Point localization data

* * * * *

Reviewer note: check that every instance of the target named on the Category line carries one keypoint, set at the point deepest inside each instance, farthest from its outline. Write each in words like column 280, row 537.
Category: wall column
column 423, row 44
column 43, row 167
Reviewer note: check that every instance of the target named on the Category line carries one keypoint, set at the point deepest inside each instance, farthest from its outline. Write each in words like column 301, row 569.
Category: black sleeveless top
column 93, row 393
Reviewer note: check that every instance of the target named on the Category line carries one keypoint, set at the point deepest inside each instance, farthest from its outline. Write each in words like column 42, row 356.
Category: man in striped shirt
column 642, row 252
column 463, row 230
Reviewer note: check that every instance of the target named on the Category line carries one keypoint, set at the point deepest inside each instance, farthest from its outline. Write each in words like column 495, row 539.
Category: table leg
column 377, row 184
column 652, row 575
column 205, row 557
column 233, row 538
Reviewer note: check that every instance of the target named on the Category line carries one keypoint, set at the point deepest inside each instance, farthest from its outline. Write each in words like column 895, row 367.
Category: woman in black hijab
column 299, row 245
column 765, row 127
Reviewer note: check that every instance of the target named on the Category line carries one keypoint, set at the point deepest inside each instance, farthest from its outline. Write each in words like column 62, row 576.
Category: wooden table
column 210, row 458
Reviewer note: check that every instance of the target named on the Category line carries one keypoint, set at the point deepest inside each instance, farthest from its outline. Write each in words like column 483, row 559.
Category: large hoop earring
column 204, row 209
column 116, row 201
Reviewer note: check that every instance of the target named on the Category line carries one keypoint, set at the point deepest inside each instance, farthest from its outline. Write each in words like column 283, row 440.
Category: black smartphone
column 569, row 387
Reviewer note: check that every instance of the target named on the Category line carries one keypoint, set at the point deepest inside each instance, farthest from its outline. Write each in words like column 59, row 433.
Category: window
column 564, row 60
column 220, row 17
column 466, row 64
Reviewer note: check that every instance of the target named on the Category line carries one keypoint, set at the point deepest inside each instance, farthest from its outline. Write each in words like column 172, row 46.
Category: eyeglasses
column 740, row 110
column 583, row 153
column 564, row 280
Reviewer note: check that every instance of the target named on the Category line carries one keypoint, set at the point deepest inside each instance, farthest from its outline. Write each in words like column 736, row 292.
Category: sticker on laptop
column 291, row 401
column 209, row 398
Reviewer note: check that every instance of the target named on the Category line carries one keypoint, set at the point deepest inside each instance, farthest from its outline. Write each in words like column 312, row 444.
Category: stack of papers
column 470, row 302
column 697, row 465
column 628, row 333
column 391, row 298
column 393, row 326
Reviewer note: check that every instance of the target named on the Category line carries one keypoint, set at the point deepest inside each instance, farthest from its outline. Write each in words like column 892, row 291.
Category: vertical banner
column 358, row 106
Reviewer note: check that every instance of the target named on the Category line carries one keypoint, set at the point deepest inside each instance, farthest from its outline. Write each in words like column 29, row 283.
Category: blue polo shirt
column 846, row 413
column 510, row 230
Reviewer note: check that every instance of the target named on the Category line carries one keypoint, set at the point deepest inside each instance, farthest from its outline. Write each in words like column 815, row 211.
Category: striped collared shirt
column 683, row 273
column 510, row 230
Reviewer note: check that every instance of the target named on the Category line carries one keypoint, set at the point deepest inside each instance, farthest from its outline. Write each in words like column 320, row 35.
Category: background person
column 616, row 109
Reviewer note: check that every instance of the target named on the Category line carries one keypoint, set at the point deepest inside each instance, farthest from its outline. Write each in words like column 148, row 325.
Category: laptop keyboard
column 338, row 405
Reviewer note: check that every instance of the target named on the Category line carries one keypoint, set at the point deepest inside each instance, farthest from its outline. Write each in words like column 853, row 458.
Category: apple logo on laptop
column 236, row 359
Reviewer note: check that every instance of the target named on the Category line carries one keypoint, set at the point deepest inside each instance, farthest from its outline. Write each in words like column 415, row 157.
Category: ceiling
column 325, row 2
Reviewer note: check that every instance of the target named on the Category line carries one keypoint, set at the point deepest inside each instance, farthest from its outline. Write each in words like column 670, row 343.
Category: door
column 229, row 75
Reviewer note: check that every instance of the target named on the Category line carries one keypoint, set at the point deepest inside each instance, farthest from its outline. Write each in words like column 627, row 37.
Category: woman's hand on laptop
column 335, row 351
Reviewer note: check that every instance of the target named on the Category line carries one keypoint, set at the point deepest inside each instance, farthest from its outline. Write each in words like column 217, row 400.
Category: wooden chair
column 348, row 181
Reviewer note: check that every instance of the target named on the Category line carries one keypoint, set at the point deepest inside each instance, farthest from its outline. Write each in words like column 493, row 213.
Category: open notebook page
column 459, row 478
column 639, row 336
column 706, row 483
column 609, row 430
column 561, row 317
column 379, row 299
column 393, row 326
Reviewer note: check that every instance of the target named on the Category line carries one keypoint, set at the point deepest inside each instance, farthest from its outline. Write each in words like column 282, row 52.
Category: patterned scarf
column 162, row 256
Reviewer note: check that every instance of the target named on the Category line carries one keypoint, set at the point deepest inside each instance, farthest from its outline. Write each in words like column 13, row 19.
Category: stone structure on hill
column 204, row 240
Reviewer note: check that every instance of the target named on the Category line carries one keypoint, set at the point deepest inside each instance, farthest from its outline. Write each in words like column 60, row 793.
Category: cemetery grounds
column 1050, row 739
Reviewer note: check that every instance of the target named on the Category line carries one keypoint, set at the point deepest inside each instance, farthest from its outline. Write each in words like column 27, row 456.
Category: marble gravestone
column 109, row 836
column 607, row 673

* * * * *

Your answer should consist solely of the lines above from the line with "60, row 793." to the line with "27, row 456.", both included, reproduced exactly.

Reviewer note: check that every instance of the target named on the Category line carries one keypoint, set at the point deepest inside each instance, farthest from its outline. Write each in words like column 60, row 793.
Category: cemetery grounds
column 1050, row 739
Reviewer note: check that every instance of the target named on the Category line carries one keypoint, set at the point deepest inside each instance, farthest from its outline. Write each in words like column 27, row 456.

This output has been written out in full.